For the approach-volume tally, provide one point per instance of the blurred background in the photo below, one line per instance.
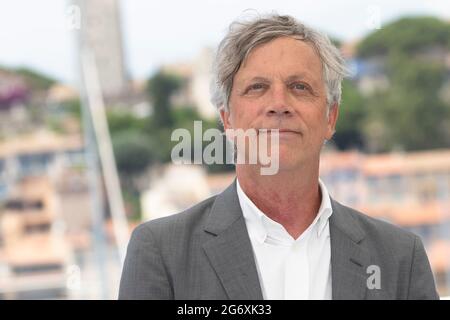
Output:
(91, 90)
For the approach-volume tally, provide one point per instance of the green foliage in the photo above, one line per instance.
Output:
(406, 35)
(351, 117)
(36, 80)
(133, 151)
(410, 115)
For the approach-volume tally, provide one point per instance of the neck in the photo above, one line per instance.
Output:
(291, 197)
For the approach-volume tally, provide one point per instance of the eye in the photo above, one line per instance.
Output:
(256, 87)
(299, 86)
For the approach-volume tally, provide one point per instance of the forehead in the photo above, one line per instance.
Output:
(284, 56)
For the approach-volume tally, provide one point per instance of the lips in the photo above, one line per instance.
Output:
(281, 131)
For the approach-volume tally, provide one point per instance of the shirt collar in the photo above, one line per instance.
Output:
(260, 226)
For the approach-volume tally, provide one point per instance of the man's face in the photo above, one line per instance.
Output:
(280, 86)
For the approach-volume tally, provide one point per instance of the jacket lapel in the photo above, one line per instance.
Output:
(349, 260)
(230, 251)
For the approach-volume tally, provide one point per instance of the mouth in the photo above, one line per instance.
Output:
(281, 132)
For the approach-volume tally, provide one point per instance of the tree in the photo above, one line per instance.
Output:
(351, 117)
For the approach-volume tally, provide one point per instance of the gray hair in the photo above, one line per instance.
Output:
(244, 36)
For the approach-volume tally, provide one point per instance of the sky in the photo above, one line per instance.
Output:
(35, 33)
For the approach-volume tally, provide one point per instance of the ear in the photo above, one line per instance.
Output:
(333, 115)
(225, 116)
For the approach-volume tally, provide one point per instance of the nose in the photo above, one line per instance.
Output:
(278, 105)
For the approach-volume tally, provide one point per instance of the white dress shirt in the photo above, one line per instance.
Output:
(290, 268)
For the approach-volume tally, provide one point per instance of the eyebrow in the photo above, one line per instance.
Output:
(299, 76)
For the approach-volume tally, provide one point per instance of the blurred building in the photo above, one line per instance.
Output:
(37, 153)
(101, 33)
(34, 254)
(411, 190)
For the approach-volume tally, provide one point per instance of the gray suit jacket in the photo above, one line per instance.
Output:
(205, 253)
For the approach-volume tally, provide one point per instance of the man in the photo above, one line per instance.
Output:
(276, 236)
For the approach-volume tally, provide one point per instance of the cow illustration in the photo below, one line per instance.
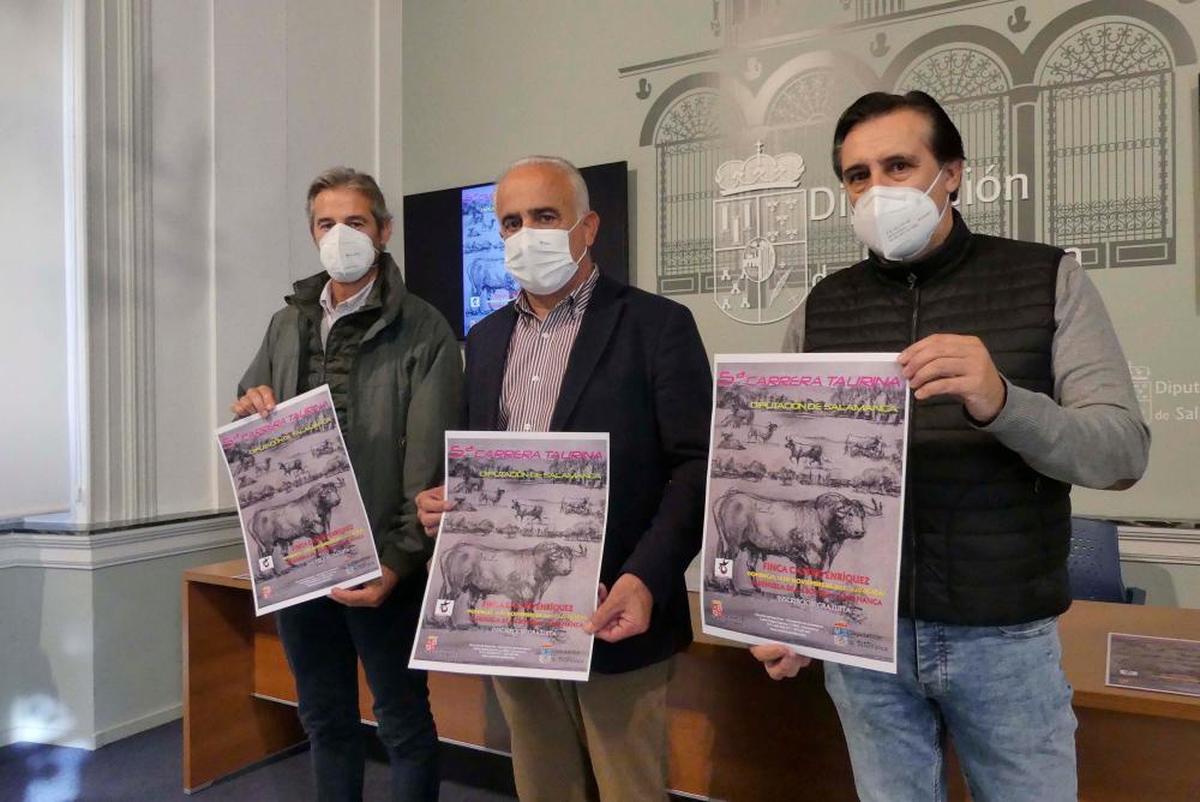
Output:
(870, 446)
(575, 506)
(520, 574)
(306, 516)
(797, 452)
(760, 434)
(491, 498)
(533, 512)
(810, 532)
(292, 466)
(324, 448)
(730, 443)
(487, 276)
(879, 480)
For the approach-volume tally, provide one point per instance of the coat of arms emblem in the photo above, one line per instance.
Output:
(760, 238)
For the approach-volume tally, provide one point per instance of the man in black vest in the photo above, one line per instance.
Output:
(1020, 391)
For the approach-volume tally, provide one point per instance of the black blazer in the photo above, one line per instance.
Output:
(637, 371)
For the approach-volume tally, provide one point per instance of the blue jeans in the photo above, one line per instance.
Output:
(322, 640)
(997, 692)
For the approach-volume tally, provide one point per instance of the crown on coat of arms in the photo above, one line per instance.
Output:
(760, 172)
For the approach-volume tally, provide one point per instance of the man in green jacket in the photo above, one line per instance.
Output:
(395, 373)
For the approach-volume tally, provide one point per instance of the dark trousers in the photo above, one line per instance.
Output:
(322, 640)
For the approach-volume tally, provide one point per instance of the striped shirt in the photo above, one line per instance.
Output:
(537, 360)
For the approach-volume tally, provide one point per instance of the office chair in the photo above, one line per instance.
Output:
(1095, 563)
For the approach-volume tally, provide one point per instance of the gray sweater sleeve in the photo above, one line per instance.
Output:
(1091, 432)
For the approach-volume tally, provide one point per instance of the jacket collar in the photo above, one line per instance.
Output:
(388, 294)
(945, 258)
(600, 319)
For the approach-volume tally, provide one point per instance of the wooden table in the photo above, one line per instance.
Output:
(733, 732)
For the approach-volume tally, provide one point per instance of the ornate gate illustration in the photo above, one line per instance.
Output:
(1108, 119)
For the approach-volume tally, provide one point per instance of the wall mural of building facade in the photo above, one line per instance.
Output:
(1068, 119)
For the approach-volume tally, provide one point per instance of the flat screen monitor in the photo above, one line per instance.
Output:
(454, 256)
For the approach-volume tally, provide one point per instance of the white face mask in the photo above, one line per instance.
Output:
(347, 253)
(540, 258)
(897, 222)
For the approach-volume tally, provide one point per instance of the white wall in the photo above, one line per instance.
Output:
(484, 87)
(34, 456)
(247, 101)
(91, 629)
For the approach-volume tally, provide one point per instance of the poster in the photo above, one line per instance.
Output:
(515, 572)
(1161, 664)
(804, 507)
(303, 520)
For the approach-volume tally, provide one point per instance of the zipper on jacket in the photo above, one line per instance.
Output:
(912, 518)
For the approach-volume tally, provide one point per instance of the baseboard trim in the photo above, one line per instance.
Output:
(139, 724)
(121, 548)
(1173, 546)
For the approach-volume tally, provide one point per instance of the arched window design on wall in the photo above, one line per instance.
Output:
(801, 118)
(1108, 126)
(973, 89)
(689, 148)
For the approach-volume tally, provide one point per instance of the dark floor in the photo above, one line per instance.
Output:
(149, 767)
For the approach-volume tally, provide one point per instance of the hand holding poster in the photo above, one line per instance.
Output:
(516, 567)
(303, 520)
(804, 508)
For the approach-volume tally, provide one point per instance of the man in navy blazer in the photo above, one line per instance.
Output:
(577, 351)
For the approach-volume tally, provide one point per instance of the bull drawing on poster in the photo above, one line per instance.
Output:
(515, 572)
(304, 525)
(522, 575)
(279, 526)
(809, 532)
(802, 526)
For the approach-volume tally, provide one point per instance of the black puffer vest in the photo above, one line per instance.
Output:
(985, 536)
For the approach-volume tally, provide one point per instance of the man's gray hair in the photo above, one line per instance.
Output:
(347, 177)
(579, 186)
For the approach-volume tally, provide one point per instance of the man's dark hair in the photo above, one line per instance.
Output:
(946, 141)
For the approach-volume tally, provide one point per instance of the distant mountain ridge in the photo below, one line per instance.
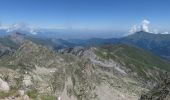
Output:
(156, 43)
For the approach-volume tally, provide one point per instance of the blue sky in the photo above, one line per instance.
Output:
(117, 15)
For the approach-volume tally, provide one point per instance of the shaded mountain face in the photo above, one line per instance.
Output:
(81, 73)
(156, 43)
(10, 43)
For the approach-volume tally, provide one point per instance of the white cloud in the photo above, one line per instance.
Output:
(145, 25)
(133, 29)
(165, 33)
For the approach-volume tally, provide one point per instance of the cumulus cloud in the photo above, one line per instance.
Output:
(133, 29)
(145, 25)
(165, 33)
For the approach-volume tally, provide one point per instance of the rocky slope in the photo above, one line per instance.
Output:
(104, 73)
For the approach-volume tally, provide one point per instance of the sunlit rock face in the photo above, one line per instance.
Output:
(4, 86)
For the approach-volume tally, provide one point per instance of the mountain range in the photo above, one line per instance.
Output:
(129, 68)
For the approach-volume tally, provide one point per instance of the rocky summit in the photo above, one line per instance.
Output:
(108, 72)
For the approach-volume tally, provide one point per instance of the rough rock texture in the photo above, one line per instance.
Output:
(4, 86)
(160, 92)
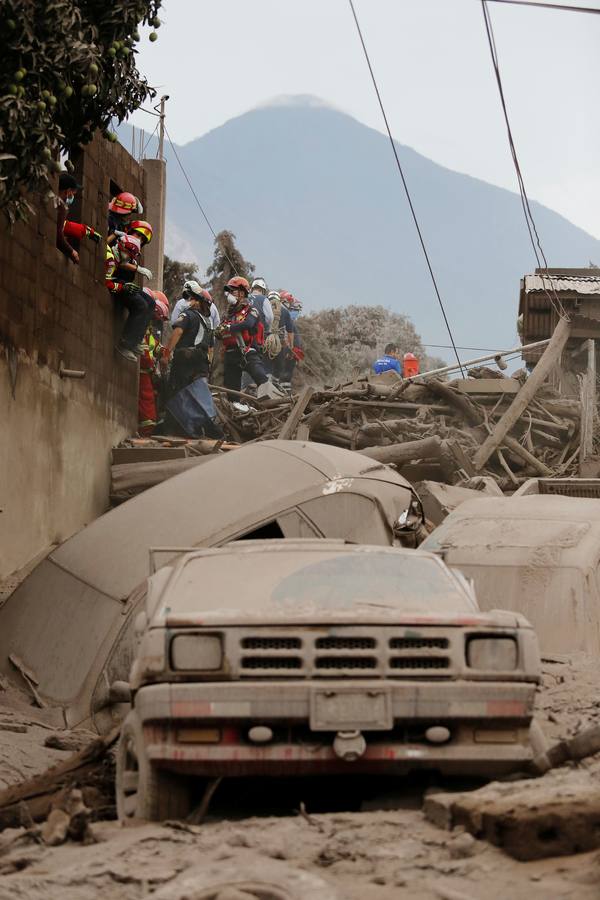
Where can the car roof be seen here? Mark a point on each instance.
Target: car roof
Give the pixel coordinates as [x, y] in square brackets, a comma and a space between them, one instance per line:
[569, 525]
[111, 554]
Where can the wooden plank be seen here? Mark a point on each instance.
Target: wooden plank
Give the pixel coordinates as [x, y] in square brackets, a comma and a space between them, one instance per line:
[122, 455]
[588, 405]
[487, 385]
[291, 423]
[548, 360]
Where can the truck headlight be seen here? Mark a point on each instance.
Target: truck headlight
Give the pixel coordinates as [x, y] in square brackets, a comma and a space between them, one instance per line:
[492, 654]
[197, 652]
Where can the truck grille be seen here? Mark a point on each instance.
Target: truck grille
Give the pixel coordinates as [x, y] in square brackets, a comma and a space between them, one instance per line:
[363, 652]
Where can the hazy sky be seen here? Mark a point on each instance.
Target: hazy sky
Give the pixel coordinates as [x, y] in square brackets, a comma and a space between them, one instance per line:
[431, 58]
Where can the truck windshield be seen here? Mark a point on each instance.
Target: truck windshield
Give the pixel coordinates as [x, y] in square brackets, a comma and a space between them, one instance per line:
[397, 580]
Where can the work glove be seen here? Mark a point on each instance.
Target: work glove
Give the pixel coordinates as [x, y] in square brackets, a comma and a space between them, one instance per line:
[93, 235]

ASSIGNED TASK: The required output is the exact run of lines from the start of the records through the line containing "of the shirt", both ends included, with no pictures.

OUTPUT FOR THIS TASK:
For the approach-volume tally, provide one point per instance of the blurred background in the photo below, one line per instance.
Output:
(91, 90)
For the approach-volume tally, provide one point per instance of the green foliage in the photo above, one line per instance.
Output:
(406, 35)
(351, 117)
(36, 80)
(133, 151)
(410, 115)
For the approach-volume tally, provide one point per instance of the neck in the photo above, one line per instance.
Output:
(291, 197)
For the approach-volume tally, provide one point per instance of the eye in the photo above, one line per instance.
Output:
(256, 87)
(299, 86)
For the approach-volume tally, provide one point per instance of the forehead in the photo above, one line per instance.
Output:
(284, 56)
For the approach-volume tally, provide one point per instance of the lips in the photo above, one line per instance.
Output:
(281, 131)
For the approach-volume tally, provide one point per instance of the shirt collar in the photo above, one line per instance.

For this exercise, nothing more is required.